Yazılı alıştırma 1: Şiir üzerine yazıda "Nesire göre şiir" sözleriyle başlayıp "şiirin yapısını bozar." sözlerine kadar uzanan bölümü, iki uç da dahil, harfi harfine kopyalayın.

28 Ocak 2008 Pazartesi

ŞİİRE DAİR

Her sanatçı ve yazarın olduğu gibi şairin de bir üslubu vardır. Üslubun ortaya çıkışında kullanılan kelimeler önemli rol oynar. Şiirin ölçüsünde, yapısında kuyumcu titizliğinde olunması şairin üslubunda kendini daha iyi hissettirecektir.
Nesire göre şiir kanaatimce daha zor bir iştir, büyük gayret ister, emek ister. Şiiri biraz da karikatüre benzetirim; az çizgiyle çok şey anlatmak, bunu yaparken de nitelikli olmak gerekir. Şiir nesir intibaından kurtulduğu veya benzemedi an şiir olur; şiirin, şiir olması elbette bir tek nedene bağlanamaz. Ancak düzyazı biçimindeki durum şiirin yapısını bozar.

Verilen veriler:

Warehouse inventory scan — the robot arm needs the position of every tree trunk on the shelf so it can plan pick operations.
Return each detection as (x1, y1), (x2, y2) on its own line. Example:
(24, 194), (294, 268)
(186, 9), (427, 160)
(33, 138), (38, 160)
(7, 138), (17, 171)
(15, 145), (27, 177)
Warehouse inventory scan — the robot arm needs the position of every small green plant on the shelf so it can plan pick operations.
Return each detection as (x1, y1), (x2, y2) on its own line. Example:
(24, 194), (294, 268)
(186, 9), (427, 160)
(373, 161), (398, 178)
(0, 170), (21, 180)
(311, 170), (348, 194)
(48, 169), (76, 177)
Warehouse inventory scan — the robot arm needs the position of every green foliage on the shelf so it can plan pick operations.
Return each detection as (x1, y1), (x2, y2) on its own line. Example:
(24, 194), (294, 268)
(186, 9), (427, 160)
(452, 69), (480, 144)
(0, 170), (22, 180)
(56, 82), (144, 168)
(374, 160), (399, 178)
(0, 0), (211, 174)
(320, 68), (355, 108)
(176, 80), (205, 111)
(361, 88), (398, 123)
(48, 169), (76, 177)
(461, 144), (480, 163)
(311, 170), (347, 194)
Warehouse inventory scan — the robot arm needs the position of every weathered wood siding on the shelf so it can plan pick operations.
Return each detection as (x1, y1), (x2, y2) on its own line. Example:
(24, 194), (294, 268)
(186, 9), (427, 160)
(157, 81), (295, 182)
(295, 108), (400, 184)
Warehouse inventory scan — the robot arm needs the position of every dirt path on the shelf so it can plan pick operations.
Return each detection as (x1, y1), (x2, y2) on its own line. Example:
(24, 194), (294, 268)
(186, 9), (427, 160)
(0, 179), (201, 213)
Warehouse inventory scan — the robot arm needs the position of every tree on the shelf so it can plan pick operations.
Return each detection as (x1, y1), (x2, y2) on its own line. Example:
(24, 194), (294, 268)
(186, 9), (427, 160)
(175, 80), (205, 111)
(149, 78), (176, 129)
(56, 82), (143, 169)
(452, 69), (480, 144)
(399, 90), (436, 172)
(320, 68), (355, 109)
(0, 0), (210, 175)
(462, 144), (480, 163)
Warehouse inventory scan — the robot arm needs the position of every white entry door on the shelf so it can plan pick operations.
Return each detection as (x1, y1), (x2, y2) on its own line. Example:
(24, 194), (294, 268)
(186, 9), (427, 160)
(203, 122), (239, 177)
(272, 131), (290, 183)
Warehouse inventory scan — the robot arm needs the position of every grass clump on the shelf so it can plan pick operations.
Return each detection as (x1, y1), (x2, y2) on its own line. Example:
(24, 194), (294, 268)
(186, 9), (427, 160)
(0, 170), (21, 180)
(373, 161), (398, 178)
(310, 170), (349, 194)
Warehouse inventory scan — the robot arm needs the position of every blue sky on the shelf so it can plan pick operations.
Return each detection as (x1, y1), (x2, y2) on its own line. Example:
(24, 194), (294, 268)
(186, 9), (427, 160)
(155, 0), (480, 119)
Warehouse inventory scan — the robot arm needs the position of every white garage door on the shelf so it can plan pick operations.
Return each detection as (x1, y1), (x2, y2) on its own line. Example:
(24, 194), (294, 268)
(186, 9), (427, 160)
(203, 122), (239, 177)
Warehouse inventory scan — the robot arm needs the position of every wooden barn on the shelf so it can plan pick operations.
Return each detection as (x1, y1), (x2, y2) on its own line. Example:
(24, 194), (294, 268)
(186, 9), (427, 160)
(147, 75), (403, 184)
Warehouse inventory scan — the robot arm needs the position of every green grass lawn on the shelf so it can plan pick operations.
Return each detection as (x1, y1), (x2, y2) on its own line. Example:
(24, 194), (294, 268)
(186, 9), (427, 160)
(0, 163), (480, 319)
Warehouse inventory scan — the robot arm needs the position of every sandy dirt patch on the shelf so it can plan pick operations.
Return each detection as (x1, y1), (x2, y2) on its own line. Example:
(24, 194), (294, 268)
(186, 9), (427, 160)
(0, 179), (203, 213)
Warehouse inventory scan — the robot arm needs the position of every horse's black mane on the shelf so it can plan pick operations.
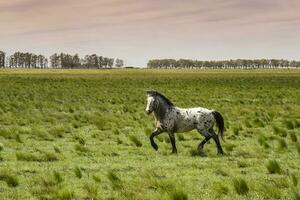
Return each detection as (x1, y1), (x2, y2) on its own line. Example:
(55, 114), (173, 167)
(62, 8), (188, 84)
(147, 90), (174, 106)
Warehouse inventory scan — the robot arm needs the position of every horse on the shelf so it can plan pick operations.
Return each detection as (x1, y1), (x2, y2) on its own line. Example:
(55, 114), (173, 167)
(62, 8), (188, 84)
(146, 90), (224, 156)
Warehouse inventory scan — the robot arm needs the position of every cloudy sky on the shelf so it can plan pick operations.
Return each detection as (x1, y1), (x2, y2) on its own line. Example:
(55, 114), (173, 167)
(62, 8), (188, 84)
(0, 0), (300, 66)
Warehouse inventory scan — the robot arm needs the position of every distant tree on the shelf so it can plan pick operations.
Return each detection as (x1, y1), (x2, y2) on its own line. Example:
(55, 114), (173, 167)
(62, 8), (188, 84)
(108, 58), (115, 68)
(50, 53), (61, 68)
(116, 58), (124, 67)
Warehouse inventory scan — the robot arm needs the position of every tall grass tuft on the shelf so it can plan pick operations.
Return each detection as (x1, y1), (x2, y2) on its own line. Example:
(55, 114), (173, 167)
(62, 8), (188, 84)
(233, 178), (249, 195)
(278, 138), (287, 150)
(170, 190), (188, 200)
(296, 143), (300, 155)
(290, 133), (298, 142)
(107, 171), (122, 190)
(266, 160), (281, 174)
(213, 182), (229, 198)
(75, 144), (90, 153)
(74, 166), (82, 179)
(284, 120), (294, 130)
(0, 170), (19, 187)
(53, 171), (64, 183)
(273, 125), (287, 137)
(291, 174), (298, 187)
(84, 183), (98, 199)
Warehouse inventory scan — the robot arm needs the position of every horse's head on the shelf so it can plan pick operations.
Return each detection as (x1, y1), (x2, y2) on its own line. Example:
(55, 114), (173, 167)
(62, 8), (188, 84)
(146, 91), (158, 115)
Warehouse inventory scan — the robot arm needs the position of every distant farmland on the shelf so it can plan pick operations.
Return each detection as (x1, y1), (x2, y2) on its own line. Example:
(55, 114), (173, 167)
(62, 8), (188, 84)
(0, 69), (300, 199)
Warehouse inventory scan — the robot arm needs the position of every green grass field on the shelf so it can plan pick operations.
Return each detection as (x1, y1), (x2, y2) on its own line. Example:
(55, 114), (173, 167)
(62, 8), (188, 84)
(0, 69), (300, 200)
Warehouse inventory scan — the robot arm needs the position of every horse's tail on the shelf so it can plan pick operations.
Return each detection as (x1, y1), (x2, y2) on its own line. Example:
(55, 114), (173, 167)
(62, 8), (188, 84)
(212, 111), (224, 140)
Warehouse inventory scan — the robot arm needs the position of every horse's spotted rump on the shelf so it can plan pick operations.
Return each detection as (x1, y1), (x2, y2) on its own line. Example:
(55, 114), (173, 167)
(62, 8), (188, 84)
(146, 91), (224, 153)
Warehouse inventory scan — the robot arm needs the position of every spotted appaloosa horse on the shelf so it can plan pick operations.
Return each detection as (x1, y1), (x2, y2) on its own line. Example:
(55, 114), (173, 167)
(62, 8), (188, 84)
(146, 91), (224, 155)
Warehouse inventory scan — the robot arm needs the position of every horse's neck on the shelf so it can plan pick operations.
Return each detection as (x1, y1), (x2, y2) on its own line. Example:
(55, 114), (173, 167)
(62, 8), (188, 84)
(154, 102), (170, 122)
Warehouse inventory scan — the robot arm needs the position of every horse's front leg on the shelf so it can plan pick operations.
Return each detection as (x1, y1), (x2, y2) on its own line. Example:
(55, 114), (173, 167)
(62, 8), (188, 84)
(168, 131), (177, 153)
(150, 128), (163, 151)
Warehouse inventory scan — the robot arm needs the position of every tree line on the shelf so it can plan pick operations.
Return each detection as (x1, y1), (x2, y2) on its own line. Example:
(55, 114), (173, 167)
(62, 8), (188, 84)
(0, 51), (124, 69)
(147, 59), (300, 69)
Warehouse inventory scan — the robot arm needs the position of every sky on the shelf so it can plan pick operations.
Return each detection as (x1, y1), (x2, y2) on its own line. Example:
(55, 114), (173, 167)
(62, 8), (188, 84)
(0, 0), (300, 67)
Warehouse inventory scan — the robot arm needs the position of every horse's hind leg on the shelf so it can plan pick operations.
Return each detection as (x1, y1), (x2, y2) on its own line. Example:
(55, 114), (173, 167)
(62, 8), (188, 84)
(168, 132), (177, 153)
(209, 128), (224, 154)
(197, 128), (212, 156)
(198, 136), (211, 155)
(150, 129), (163, 151)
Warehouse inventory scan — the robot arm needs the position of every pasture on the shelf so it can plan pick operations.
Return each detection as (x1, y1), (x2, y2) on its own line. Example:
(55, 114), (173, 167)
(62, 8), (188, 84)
(0, 69), (300, 200)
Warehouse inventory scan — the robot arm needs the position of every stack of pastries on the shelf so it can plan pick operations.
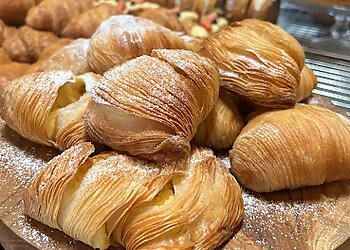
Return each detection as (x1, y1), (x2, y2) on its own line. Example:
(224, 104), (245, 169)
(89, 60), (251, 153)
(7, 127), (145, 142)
(0, 0), (350, 249)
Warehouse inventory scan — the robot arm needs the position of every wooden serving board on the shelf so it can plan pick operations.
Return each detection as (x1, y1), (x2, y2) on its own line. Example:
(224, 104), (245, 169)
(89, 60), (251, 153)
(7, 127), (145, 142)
(0, 119), (350, 250)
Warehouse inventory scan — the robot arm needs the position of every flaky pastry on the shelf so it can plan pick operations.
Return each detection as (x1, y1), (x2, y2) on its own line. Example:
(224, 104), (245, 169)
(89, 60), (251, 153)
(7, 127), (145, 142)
(24, 143), (243, 250)
(200, 19), (305, 108)
(38, 38), (90, 75)
(26, 0), (94, 34)
(296, 65), (317, 102)
(0, 71), (101, 150)
(88, 15), (186, 74)
(86, 49), (220, 161)
(0, 0), (35, 25)
(193, 90), (244, 150)
(62, 2), (121, 38)
(230, 104), (350, 192)
(2, 26), (58, 63)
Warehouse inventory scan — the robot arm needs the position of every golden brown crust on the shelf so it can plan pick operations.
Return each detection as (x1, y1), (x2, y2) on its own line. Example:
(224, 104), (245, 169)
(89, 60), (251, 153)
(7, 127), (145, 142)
(38, 38), (73, 61)
(223, 0), (250, 22)
(88, 15), (186, 74)
(24, 143), (243, 249)
(130, 8), (184, 31)
(193, 90), (244, 150)
(200, 19), (304, 107)
(86, 49), (219, 161)
(38, 38), (90, 75)
(0, 48), (11, 65)
(0, 0), (35, 25)
(302, 94), (348, 116)
(296, 65), (317, 102)
(2, 26), (58, 63)
(0, 71), (94, 150)
(62, 2), (121, 38)
(26, 0), (94, 34)
(230, 104), (350, 192)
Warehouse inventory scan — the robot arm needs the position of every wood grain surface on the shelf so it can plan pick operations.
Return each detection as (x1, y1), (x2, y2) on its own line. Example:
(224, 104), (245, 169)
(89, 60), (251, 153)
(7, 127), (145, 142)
(0, 119), (350, 250)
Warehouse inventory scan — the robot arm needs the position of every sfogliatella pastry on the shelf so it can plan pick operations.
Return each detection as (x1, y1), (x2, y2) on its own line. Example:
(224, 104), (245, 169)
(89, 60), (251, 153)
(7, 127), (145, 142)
(193, 89), (244, 150)
(0, 62), (31, 86)
(230, 104), (350, 192)
(0, 71), (101, 150)
(26, 0), (94, 35)
(38, 38), (90, 75)
(2, 26), (58, 63)
(24, 143), (243, 250)
(302, 94), (348, 116)
(199, 19), (305, 108)
(0, 0), (35, 25)
(88, 15), (186, 74)
(130, 8), (184, 31)
(85, 49), (220, 161)
(61, 2), (121, 38)
(296, 65), (317, 102)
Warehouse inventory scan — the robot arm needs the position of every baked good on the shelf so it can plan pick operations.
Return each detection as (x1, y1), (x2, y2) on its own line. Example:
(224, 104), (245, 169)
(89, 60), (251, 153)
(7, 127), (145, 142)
(0, 19), (18, 46)
(24, 143), (243, 250)
(85, 49), (219, 161)
(0, 0), (35, 25)
(222, 0), (251, 22)
(26, 0), (94, 34)
(38, 38), (73, 61)
(230, 104), (350, 192)
(61, 2), (121, 38)
(199, 19), (305, 108)
(88, 15), (186, 74)
(245, 0), (281, 23)
(302, 94), (348, 116)
(193, 89), (244, 150)
(2, 26), (58, 63)
(0, 71), (101, 150)
(38, 38), (90, 75)
(0, 48), (11, 65)
(129, 8), (184, 31)
(296, 65), (317, 102)
(0, 62), (31, 88)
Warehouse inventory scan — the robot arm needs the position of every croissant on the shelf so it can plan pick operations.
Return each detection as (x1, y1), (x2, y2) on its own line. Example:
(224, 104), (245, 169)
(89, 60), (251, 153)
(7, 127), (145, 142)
(0, 0), (35, 25)
(296, 65), (317, 102)
(62, 2), (121, 38)
(193, 90), (244, 150)
(27, 38), (73, 74)
(26, 0), (94, 34)
(38, 38), (73, 61)
(0, 48), (11, 65)
(0, 19), (18, 46)
(24, 143), (243, 250)
(2, 26), (58, 63)
(85, 49), (219, 161)
(88, 15), (186, 74)
(223, 0), (251, 22)
(303, 94), (348, 116)
(0, 71), (100, 150)
(130, 8), (184, 31)
(0, 62), (30, 89)
(245, 0), (280, 23)
(180, 34), (203, 52)
(200, 19), (305, 108)
(230, 104), (350, 192)
(38, 38), (90, 75)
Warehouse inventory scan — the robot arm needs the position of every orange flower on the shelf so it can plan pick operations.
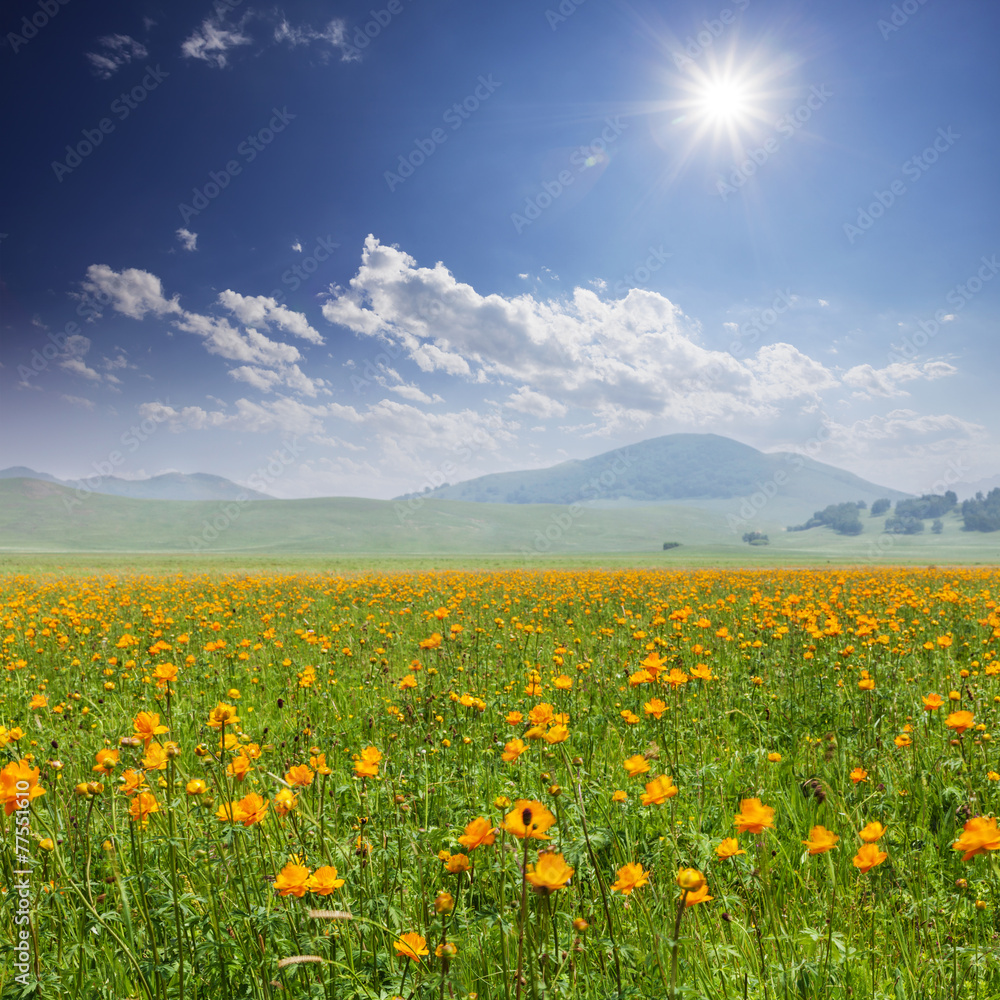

Yazılı alıştırma 2: Kayıtlarda "every horse on" geçen satırdan "(84, 183), (98, 199)" geçen satıra kadar uzanan satırları, iki uç da dahil, "robot arm" yerine "robotic arm" koyarak yeniden yazın. Başka hiçbir şeyi değiştirmeyin ve yalnızca bu satırları verin.

Beklenen çıktı 1:
Nesire göre şiir kanaatimce daha zor bir iştir, büyük gayret ister, emek ister. Şiiri biraz da karikatüre benzetirim; az çizgiyle çok şey anlatmak, bunu yaparken de nitelikli olmak gerekir. Şiir nesir intibaından kurtulduğu veya benzemedi an şiir olur; şiirin, şiir olması elbette bir tek nedene bağlanamaz. Ancak düzyazı biçimindeki durum şiirin yapısını bozar.

Beklenen çıktı 2:
Warehouse inventory scan — the robotic arm needs the position of every horse on the shelf so it can plan pick operations.
Return each detection as (x1, y1), (x2, y2) on its own line. Example:
(55, 114), (173, 167)
(62, 8), (188, 84)
(146, 90), (224, 156)
Warehouse inventory scan — the robotic arm needs the position of every cloudy sky on the shelf so it can plan pick operations.
Return each detection as (x1, y1), (x2, y2) on its own line. Example:
(55, 114), (173, 167)
(62, 8), (188, 84)
(0, 0), (300, 66)
Warehouse inventory scan — the robotic arm needs the position of every distant tree on the shelf so it can plan pick operations.
Return each detection as (x1, y1), (x2, y2) on its own line. Example:
(55, 114), (173, 167)
(62, 8), (188, 84)
(108, 58), (115, 68)
(50, 53), (61, 68)
(116, 58), (124, 67)
Warehouse inventory scan — the robotic arm needs the position of every tall grass tuft on the shelf so it can plan pick operations.
Return each detection as (x1, y1), (x2, y2) on its own line. Example:
(55, 114), (173, 167)
(62, 8), (188, 84)
(233, 178), (249, 195)
(278, 138), (287, 150)
(170, 190), (188, 200)
(296, 143), (300, 155)
(290, 133), (298, 142)
(107, 171), (122, 190)
(266, 160), (281, 174)
(213, 182), (229, 198)
(75, 144), (90, 153)
(74, 166), (82, 179)
(284, 120), (294, 130)
(0, 170), (19, 187)
(53, 171), (64, 183)
(273, 125), (287, 137)
(291, 174), (298, 187)
(84, 183), (98, 199)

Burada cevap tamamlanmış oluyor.